- _Extrait fourni_
---

Il s’agit d’une plateforme allemande basée à Berlin, ayant mis en ligne ses premiers MOOCs en octobre 2013. Début 2014, 24 cours étaient déjà disponibles, la majorité étant en allemand. Depuis sa création, elle a pour ambition de devenir « le Coursera de l’Europe », pour concurrencer les plateformes américaines déjà quasi hégémoniques. Le directeur de cette plateforme, Marcus Riecke, précise que la majeure partie du financement provient des universités et des professeurs européens et américains contribuant à l’élaboration des cours proposés (notamment l’Université de Hambourg et l’Université d’Osnabruck). Cette plateforme se démarque néanmoins des autres, par le fait que certains des cours hébergés accordent aux apprenants des ECTS, ce qui est non négligeable dans la mesure où les questions de certification/validation sont encore pendantes. Par ailleurs, Marcus Riecke est très attaché à la monétisation des MOOCs, et souhaite baser son business model sur une certification payant officielle ainsi qu’une mise en relation des apprenants ayant réussi leur examen avec des entreprises étant susceptibles de rechercher des candidats performants en rapport avec leur cadre d’activité.

---

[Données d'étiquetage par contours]
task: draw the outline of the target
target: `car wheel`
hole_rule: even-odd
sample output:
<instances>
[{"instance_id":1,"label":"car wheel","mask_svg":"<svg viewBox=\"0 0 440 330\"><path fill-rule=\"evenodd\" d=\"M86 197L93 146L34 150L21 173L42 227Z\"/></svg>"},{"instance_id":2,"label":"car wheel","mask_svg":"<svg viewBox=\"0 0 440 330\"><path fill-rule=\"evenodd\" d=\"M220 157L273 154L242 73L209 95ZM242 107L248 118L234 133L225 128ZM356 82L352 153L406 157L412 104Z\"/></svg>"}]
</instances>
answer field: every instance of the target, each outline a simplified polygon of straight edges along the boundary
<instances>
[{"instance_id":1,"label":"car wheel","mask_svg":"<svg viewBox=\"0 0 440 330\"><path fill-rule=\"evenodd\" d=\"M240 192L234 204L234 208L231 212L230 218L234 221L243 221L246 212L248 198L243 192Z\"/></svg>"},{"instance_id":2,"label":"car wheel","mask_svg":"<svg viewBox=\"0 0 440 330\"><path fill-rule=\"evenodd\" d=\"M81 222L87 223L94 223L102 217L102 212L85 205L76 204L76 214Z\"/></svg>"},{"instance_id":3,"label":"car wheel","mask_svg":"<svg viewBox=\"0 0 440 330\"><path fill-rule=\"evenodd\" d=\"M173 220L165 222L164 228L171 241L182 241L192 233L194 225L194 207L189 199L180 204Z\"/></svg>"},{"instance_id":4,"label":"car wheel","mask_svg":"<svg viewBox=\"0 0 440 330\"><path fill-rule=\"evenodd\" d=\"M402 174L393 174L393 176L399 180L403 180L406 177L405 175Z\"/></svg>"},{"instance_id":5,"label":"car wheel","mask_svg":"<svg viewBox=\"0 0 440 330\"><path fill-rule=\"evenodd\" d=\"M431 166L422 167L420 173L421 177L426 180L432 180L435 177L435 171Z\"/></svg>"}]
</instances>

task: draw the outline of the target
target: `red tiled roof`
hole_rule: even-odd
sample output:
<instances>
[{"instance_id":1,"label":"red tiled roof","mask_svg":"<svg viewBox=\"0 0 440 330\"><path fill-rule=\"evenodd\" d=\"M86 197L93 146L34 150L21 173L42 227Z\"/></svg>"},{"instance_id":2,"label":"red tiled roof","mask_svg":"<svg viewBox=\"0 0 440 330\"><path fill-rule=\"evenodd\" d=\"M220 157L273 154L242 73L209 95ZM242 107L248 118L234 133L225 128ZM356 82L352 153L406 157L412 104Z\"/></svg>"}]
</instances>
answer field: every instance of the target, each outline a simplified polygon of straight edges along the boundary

---

- _Consignes et exigences_
Reformulez sous forme de liste plus concise le paragraphe de l'extrait qui commence par « Il s’agit d’une plateforme allemande », en conservant ses faits principaux.

- _En réponse_
- Plateforme allemande basée à Berlin, premiers MOOCs en ligne en octobre 2013.
- Début 2014 : 24 cours disponibles, majoritairement en allemand.
- Objectif affiché : devenir « le Coursera de l’Europe » face aux plateformes américaines quasi hégémoniques.
- Financement (selon son directeur, Marcus Riecke) : surtout des universités et professeurs européens et américains qui conçoivent les cours, notamment l’Université de Hambourg et l’Université d’Osnabruck.
- Particularité : certains cours accordent des ECTS, un atout alors que la certification et la validation restent des questions en suspens.
- Modèle économique visé : monétisation des MOOCs par une certification officielle payante et la mise en relation des apprenants reçus à l’examen avec des entreprises susceptibles de recruter dans leur domaine.